(begin)
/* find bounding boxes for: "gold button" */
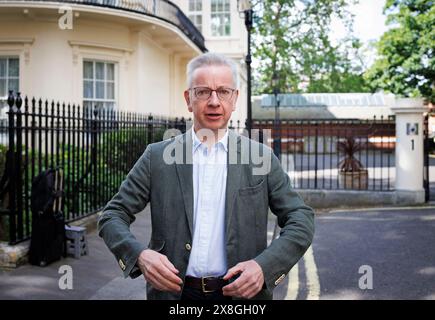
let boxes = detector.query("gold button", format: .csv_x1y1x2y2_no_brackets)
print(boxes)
118,259,125,271
275,274,285,286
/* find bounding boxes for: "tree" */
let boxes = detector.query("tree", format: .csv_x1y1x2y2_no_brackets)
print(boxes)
365,0,435,102
253,0,368,94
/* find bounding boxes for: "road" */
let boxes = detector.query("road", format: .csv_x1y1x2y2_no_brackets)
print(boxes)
274,207,435,300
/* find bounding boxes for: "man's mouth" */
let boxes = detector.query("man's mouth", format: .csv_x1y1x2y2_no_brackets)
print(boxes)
205,113,222,119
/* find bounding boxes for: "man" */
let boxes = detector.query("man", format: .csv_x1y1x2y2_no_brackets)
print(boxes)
98,53,314,300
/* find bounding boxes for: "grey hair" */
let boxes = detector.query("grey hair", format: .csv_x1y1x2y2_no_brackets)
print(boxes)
186,52,239,88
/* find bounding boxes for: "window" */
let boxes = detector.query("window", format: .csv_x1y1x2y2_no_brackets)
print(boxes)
188,0,202,33
83,61,116,110
0,57,20,112
211,0,231,37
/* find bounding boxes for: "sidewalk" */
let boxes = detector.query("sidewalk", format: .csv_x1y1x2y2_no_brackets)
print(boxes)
0,208,151,300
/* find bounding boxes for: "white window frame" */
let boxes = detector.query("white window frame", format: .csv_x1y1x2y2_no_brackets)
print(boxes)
210,0,231,37
0,55,21,118
187,0,204,33
82,58,118,110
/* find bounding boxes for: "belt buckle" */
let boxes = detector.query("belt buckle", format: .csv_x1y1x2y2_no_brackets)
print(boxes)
201,277,214,293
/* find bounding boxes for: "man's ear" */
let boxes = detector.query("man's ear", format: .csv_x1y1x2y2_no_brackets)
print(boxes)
184,90,193,112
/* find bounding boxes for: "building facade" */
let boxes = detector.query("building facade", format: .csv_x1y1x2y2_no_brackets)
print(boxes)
0,0,246,124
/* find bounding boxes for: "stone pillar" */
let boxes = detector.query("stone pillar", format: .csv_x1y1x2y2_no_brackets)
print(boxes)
391,98,428,203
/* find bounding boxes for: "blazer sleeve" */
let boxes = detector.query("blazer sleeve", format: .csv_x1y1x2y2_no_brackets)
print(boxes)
98,145,151,278
255,152,314,291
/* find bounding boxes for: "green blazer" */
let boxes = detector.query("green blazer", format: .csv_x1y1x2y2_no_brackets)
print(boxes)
98,129,314,299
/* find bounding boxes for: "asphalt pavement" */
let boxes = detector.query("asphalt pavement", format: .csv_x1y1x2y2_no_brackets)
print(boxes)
0,205,435,300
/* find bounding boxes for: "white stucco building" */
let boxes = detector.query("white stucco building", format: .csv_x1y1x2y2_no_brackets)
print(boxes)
0,0,246,120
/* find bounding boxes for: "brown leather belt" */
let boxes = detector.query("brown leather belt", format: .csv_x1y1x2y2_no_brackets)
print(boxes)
184,276,229,293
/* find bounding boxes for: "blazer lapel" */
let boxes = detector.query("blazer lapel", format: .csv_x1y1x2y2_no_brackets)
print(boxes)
175,129,193,237
225,130,242,234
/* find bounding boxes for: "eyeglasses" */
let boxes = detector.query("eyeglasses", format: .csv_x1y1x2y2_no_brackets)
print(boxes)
189,87,236,101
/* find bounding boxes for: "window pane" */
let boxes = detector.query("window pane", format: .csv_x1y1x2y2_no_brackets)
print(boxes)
95,81,104,99
106,63,115,80
224,13,231,36
83,61,94,79
95,62,104,80
0,79,8,97
9,59,20,77
0,59,6,78
104,102,115,111
106,82,115,99
224,0,230,12
7,79,20,92
211,15,219,36
83,81,94,98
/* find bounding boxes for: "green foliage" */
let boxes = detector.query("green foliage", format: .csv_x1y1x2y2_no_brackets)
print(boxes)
253,0,368,94
365,0,435,102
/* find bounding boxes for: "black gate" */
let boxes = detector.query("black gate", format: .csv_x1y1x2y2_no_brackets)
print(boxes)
423,114,431,202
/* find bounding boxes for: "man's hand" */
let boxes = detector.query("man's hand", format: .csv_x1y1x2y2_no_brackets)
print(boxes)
222,260,264,299
137,249,183,292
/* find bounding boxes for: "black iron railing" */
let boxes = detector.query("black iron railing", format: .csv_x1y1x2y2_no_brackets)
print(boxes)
0,93,186,244
0,0,207,52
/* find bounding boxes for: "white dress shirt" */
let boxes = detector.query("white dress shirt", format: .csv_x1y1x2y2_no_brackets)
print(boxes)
186,128,228,278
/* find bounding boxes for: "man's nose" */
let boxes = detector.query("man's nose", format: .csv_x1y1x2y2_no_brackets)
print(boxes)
208,91,220,106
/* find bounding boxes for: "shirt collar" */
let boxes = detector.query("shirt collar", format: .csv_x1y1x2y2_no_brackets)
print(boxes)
192,127,228,152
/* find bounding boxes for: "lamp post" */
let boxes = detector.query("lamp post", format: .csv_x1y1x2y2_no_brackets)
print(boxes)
272,72,281,160
237,0,253,137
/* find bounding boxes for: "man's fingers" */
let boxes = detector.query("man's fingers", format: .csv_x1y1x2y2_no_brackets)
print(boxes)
161,256,179,273
223,264,242,280
156,263,183,285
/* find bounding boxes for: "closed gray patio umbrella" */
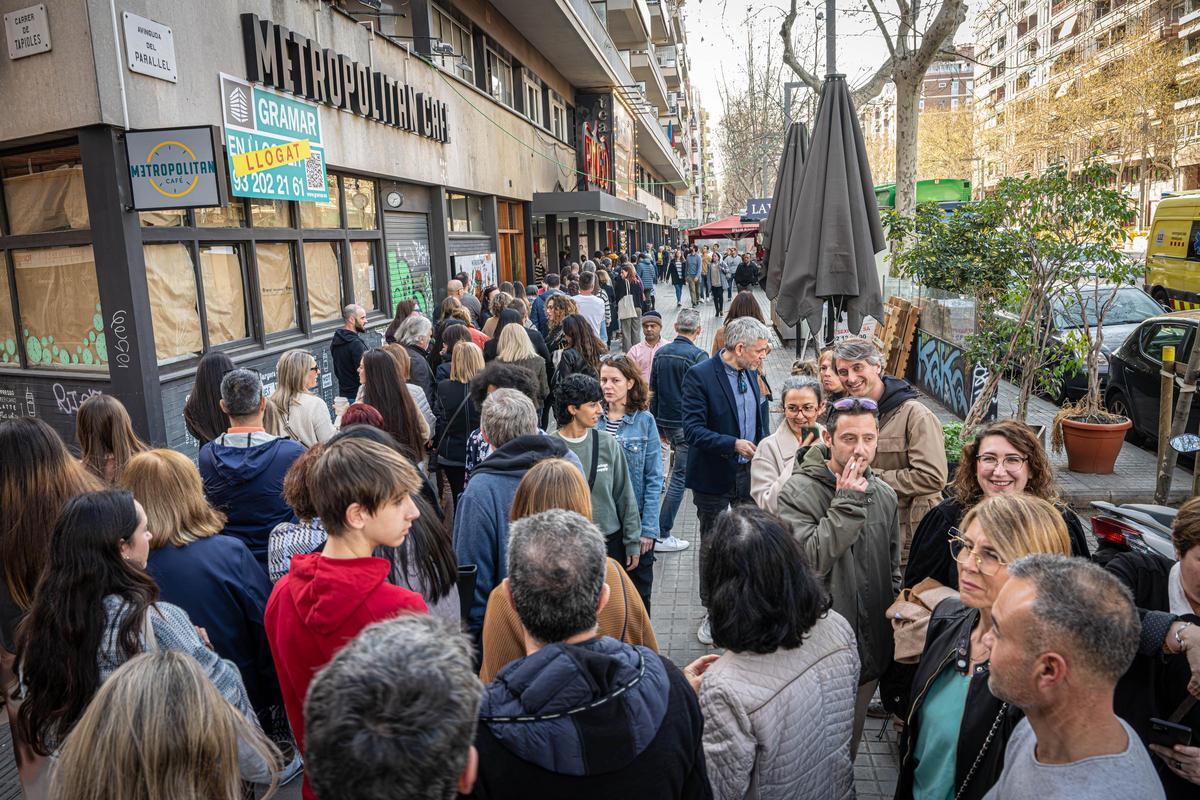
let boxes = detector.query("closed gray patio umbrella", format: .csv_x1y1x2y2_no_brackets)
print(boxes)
767,74,884,338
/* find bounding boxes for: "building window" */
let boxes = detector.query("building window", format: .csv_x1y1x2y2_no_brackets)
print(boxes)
200,245,250,345
142,242,204,363
5,245,109,369
0,145,90,234
484,44,512,108
430,6,475,83
350,241,379,312
446,192,484,234
304,241,342,325
254,242,300,335
522,72,545,127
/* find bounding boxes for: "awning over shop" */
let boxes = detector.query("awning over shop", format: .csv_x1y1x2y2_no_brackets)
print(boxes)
688,213,758,239
533,191,649,222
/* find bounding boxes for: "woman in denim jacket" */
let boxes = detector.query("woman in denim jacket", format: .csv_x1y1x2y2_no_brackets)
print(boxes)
596,355,662,612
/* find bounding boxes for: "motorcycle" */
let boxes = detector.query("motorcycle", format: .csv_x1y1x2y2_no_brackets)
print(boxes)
1091,433,1200,565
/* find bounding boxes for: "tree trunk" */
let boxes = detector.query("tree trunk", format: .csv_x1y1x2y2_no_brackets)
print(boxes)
894,67,922,217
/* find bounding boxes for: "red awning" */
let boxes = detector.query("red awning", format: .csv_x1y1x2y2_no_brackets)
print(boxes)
688,215,758,239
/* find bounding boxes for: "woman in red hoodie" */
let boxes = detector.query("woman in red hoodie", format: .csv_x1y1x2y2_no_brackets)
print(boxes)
264,438,427,800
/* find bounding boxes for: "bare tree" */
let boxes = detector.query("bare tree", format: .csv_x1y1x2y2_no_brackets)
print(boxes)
779,0,967,215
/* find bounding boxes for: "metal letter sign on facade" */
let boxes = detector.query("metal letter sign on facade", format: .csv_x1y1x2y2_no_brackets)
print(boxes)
4,4,50,60
241,14,450,144
124,11,179,83
125,125,227,211
221,73,329,203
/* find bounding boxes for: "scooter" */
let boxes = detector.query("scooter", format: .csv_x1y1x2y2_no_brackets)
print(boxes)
1091,433,1200,564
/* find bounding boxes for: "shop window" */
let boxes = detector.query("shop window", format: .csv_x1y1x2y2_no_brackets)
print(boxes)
0,145,89,234
0,260,20,365
350,241,379,312
446,192,484,234
193,199,246,228
12,245,105,369
300,175,342,228
254,242,300,333
250,199,292,228
304,241,342,325
200,245,250,345
138,209,187,228
142,242,204,363
342,178,379,230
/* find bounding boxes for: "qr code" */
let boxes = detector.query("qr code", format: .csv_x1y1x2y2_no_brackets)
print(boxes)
304,152,325,191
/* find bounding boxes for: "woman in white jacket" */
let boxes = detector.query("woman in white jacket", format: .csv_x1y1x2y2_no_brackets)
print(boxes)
270,350,334,447
750,375,824,513
684,506,859,800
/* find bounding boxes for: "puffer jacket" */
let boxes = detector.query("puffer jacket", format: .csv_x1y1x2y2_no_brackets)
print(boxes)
871,375,947,563
779,445,900,684
700,612,858,800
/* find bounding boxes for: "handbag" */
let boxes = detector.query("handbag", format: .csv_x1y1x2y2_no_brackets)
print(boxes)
888,578,959,664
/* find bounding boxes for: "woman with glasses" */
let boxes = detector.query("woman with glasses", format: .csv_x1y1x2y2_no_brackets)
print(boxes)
269,350,334,447
904,420,1088,589
748,376,824,513
895,493,1070,800
596,355,662,608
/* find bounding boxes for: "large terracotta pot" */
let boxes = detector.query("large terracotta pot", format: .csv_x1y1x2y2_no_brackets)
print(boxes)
1062,420,1133,475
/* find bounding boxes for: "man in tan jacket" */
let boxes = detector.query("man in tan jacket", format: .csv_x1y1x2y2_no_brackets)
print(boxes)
834,337,947,566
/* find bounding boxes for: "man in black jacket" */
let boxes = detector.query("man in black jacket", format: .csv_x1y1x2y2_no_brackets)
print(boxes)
329,303,367,403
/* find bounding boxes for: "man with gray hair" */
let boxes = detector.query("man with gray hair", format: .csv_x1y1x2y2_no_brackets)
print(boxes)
199,369,305,572
475,510,713,800
454,389,578,637
683,317,770,644
650,308,708,553
305,614,484,800
833,337,948,566
984,555,1165,800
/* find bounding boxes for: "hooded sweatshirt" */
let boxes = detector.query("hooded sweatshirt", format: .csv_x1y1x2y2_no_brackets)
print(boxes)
454,433,570,633
263,553,426,800
472,637,713,800
199,429,305,572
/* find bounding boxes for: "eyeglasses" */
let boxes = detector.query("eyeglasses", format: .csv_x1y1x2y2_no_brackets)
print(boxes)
833,397,880,411
976,453,1028,473
950,528,1008,578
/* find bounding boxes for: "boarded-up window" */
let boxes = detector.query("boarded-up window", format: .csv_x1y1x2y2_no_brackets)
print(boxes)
12,245,105,369
254,242,299,333
200,245,250,344
142,242,204,363
304,241,342,324
350,241,379,311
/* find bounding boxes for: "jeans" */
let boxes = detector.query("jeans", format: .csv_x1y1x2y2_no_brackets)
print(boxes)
(end)
Please count how many lines of the material contain the string "hair" and give only that number.

### THE COMPLETED TASK:
4